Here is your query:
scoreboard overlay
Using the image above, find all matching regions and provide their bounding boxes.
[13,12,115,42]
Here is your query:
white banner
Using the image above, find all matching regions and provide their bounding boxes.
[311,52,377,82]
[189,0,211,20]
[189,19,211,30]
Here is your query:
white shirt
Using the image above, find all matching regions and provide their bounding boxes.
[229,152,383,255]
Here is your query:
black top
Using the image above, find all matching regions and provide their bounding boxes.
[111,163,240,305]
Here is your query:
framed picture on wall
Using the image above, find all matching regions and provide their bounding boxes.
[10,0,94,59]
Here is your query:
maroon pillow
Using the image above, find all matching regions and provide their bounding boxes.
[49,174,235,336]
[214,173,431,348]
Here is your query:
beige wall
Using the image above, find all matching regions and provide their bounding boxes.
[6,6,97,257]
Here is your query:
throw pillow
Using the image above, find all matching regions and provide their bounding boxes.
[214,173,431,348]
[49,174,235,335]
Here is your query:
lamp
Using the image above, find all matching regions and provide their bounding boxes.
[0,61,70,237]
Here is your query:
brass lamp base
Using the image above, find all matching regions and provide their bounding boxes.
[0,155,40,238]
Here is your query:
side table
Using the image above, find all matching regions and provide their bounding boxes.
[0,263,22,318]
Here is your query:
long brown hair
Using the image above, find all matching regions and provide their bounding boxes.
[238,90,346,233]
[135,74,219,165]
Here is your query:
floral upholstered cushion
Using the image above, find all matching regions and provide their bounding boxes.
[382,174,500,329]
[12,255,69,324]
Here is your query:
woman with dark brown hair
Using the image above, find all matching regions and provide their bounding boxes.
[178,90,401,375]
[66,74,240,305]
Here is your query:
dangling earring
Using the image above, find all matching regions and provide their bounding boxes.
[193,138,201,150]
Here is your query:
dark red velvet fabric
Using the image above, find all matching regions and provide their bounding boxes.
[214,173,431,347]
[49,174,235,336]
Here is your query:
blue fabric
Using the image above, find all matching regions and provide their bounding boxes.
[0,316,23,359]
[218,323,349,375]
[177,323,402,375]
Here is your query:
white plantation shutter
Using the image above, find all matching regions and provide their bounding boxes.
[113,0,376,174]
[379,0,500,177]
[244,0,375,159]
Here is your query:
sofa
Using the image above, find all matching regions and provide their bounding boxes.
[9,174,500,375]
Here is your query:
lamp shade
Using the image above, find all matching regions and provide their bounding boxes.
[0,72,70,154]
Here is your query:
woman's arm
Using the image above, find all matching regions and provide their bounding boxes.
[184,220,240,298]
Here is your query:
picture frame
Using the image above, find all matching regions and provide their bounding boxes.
· · ·
● Exercise instructions
Collect every line in the data above that contains the string "picture". Case counts.

● Task solution
framed picture on wall
picture frame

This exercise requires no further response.